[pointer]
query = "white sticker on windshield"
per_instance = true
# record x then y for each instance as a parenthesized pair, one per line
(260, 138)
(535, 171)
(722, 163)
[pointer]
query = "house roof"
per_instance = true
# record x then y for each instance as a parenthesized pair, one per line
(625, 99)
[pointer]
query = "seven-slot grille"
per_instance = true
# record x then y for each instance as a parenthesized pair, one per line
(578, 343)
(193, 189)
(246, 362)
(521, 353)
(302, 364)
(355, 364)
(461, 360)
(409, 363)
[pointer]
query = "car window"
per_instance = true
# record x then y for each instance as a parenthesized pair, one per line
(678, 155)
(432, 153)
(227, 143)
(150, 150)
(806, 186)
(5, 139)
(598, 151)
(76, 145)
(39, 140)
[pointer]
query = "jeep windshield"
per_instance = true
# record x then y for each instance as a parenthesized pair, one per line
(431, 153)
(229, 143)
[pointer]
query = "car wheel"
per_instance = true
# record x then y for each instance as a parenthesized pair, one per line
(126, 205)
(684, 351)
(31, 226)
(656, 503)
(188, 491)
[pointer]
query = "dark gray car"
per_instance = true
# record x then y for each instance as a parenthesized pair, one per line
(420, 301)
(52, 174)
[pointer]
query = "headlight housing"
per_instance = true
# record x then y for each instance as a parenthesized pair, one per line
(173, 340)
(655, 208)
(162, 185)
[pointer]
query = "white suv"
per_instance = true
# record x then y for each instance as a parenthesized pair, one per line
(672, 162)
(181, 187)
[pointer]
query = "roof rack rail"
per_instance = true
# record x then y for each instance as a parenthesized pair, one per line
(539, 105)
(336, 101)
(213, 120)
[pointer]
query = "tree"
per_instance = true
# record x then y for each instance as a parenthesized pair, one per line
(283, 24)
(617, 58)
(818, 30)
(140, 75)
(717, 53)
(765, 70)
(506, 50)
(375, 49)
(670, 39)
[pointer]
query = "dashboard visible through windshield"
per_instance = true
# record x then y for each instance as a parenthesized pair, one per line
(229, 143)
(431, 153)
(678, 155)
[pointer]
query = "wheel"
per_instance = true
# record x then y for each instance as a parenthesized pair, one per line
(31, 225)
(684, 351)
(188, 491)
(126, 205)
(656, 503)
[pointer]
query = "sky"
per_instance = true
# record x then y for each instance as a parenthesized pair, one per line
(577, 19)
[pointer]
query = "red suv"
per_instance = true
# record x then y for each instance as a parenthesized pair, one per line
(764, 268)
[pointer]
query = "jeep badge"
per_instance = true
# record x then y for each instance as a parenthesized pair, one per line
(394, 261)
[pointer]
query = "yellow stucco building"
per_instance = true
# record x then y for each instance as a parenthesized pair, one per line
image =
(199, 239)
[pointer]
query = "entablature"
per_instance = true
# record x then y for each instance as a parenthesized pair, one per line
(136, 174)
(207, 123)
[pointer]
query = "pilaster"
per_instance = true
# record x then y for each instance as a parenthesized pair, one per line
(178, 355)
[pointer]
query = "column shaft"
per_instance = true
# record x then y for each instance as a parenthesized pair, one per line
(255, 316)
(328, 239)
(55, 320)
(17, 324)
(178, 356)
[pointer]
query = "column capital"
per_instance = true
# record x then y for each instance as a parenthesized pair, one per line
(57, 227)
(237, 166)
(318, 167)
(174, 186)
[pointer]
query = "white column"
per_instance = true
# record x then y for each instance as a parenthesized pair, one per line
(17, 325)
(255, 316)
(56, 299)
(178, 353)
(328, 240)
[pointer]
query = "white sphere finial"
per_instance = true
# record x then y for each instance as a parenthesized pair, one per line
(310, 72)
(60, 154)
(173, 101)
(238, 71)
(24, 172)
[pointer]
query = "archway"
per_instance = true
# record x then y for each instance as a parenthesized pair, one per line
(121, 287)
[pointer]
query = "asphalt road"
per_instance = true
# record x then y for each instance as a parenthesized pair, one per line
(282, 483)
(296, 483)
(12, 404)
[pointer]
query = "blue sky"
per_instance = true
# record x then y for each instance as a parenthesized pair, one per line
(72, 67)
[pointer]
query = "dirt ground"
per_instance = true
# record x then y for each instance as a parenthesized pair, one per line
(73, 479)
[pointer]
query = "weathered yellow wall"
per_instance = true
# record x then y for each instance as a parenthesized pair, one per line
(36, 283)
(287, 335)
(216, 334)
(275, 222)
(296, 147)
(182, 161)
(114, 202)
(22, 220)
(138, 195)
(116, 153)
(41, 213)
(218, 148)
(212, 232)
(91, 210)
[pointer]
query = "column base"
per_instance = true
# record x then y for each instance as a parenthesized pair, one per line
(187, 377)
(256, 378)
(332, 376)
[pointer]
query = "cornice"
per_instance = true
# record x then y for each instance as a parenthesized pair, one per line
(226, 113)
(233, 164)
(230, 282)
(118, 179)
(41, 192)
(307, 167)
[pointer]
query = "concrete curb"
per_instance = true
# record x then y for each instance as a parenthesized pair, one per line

# # # # # # #

● AIM OF THE EXERCISE
Please restate the data word for word, every record included.

● FINISHED TASK
[pointer]
query = "white sticker on windshield"
per_instance = true
# record x then y for each instance as a parenthesized pair, one per line
(260, 138)
(535, 171)
(722, 163)
[pointer]
query = "house roof"
per_instance = true
# record x then y for each instance as a parenthesized pair, one per line
(625, 99)
[pointer]
query = "seven-slot grille"
per_instance = true
# record x then y for each instance as a parenthesized pair, one per line
(578, 343)
(193, 189)
(246, 362)
(521, 353)
(302, 364)
(355, 364)
(461, 360)
(409, 363)
[pointer]
query = "car window"
per_instance = true
# record x then y for each instance as a parenthesized pair, one per line
(678, 155)
(432, 153)
(227, 143)
(150, 150)
(806, 186)
(5, 139)
(598, 151)
(76, 145)
(39, 140)
[pointer]
query = "jeep windshield"
per_instance = true
# record x then y for each instance as a parenthesized pair, one per line
(431, 153)
(229, 143)
[pointer]
query = "car wheel"
per_instance = true
# record x then y for each instance as a parenthesized pair, one per line
(126, 205)
(684, 351)
(31, 226)
(656, 503)
(188, 491)
[pointer]
query = "dark gray car"
per_instance = true
# record x then y for each instance as a parenthesized pair, one per line
(420, 301)
(52, 174)
[pointer]
query = "headlight housing"
per_instance = true
# record x then y for each instance as a parenthesized pair, one per line
(173, 340)
(655, 208)
(162, 185)
[pointer]
query = "white suv"
per_instance = true
# record x then y for each instance as a parenthesized pair, one per line
(672, 162)
(181, 187)
[pointer]
query = "roof rack rail"
per_instance = true
# record x then y for each instance as a parenthesized pair, one per line
(539, 105)
(336, 101)
(213, 120)
[pointer]
query = "tree"
per_instance = true
# record x then y for each instance as a parenthesized pair, one per line
(283, 24)
(617, 58)
(818, 30)
(140, 75)
(717, 53)
(765, 70)
(506, 50)
(375, 49)
(670, 39)
[pointer]
query = "dashboard visible through windshield"
per_instance = true
# record x then y for each instance as a parenthesized pair, one per line
(229, 143)
(431, 153)
(678, 155)
[pointer]
query = "wheel"
per_instance = true
# record x then y for each instance as a parenthesized pair, one per line
(31, 225)
(684, 351)
(188, 491)
(126, 205)
(656, 503)
[pointer]
query = "sky"
per_instance = true
# record x then y for each instance as a parenthesized pair, one per line
(577, 19)
[pointer]
query = "red suv"
per_instance = true
# record x then y for each instance as a parenthesized pair, one per line
(764, 268)
[pointer]
query = "jeep badge"
per_instance = true
# record x then y for each instance as a parenthesized pair, one per line
(394, 261)
[pointer]
query = "yellow stucco building"
per_instance = true
# record x then y for each instance as a parenthesized pair, one per line
image =
(199, 239)
[pointer]
query = "entablature"
per_instance = true
# record x then y for each instance as a parenthesized pair, one per line
(136, 174)
(207, 123)
[pointer]
query = "pilaster"
per_instance = true
# record x then y for each instance as a parenthesized pair, one per line
(178, 355)
[pointer]
query = "column shaft"
per_instance = true
# record x then y for each instance as a parenthesized pair, one per line
(255, 316)
(328, 239)
(55, 320)
(17, 324)
(178, 356)
[pointer]
query = "column capital"
per_instance = true
# record x then y for each instance as a parenthesized pair, one per line
(57, 227)
(237, 166)
(318, 167)
(174, 186)
[pointer]
query = "white column"
per_instance = true
# record x then y for each instance as a parenthesized pair, one per line
(17, 325)
(255, 316)
(56, 299)
(178, 353)
(328, 240)
[pointer]
query = "white sphere finial"
per_instance = true
# record x then y for each instance as a parenthesized pair, one per line
(310, 72)
(60, 154)
(173, 101)
(238, 71)
(24, 172)
[pointer]
query = "archway"
per_instance = true
# record x then y for each instance as a parenthesized pair, one per line
(121, 287)
[pointer]
query = "asphalt road"
per_instance = true
# record x then y for each instance as a parenthesized pair, one per line
(282, 483)
(296, 483)
(12, 404)
[pointer]
query = "blue sky"
per_instance = true
# record x then y for each instance as a parenthesized pair, one per line
(72, 67)
[pointer]
query = "dirt ground"
per_instance = true
# record x then y for each instance as a parenthesized pair, one per line
(73, 479)
[pointer]
query = "weathered yellow wall"
per_instance = true
# record x then y for each instance as a parenthesized pair, one per line
(36, 283)
(287, 335)
(216, 334)
(275, 222)
(296, 147)
(182, 161)
(114, 202)
(22, 220)
(138, 195)
(116, 153)
(41, 213)
(218, 148)
(212, 232)
(91, 210)
[pointer]
query = "column base"
per_instance = true
# record x then y for each instance as a parenthesized pair, one per line
(187, 377)
(256, 378)
(332, 376)
[pointer]
query = "cornice"
per_instance = true
# record x then y for each instance as a parenthesized pair, one per line
(226, 113)
(233, 164)
(230, 282)
(118, 179)
(41, 192)
(307, 167)
[pointer]
query = "concrete curb"
per_instance = true
# record x then y for each instance as a parenthesized pair, one per line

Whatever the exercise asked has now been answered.